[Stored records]
◆ ◆ ◆ ◆ ◆ ◆ ◆
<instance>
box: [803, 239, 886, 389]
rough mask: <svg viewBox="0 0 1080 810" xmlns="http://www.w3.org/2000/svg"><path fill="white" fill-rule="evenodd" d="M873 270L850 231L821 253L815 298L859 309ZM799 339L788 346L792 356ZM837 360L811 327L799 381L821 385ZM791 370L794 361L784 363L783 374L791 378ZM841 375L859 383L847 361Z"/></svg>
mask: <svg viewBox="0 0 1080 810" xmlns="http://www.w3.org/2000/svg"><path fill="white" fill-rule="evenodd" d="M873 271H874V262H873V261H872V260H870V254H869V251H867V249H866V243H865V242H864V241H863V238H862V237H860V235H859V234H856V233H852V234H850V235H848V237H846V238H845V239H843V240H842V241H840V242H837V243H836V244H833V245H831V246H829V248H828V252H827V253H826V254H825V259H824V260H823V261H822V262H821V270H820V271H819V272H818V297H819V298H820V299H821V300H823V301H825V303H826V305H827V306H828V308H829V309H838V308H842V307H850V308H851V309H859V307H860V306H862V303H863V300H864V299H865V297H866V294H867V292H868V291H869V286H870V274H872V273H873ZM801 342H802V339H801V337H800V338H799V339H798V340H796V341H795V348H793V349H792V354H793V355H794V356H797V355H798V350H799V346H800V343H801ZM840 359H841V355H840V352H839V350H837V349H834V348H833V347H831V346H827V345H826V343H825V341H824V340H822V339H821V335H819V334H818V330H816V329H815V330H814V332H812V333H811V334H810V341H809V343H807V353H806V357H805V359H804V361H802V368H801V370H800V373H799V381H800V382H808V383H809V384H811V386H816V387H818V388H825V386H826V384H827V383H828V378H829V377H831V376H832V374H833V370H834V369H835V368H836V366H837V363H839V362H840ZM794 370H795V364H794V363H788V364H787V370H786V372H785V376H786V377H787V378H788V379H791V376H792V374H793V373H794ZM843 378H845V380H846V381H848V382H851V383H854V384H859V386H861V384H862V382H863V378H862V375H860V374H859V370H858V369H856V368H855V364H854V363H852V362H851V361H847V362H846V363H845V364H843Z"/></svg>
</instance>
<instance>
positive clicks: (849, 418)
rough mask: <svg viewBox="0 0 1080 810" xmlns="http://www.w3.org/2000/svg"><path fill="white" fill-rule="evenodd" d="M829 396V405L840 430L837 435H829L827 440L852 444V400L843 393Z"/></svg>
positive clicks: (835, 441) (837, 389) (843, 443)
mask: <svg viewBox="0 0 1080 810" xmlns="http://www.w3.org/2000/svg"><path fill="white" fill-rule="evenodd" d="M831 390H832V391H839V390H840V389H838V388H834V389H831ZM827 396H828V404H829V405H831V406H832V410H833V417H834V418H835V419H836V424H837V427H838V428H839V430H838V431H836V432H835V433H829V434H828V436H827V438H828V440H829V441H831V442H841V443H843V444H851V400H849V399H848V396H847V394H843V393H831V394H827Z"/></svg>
◆ ◆ ◆ ◆ ◆ ◆ ◆
• **Task brief**: Print exactly the line containing "positive clicks: (849, 418)" and every line after it through the end of the records above, and nothing else.

• **Output**:
positive clicks: (849, 418)
rough mask: <svg viewBox="0 0 1080 810" xmlns="http://www.w3.org/2000/svg"><path fill="white" fill-rule="evenodd" d="M829 396V405L840 430L837 435H829L827 440L852 444V400L843 393Z"/></svg>
positive clicks: (835, 441) (837, 389) (843, 443)
mask: <svg viewBox="0 0 1080 810" xmlns="http://www.w3.org/2000/svg"><path fill="white" fill-rule="evenodd" d="M831 390H832V391H839V390H840V389H838V388H834V389H831ZM827 396H828V404H829V405H831V406H832V410H833V417H834V418H835V419H836V424H837V427H838V428H839V430H838V431H836V432H835V433H829V434H828V436H827V438H828V440H829V441H831V442H841V443H843V444H851V400H849V399H848V396H847V394H843V393H831V394H827Z"/></svg>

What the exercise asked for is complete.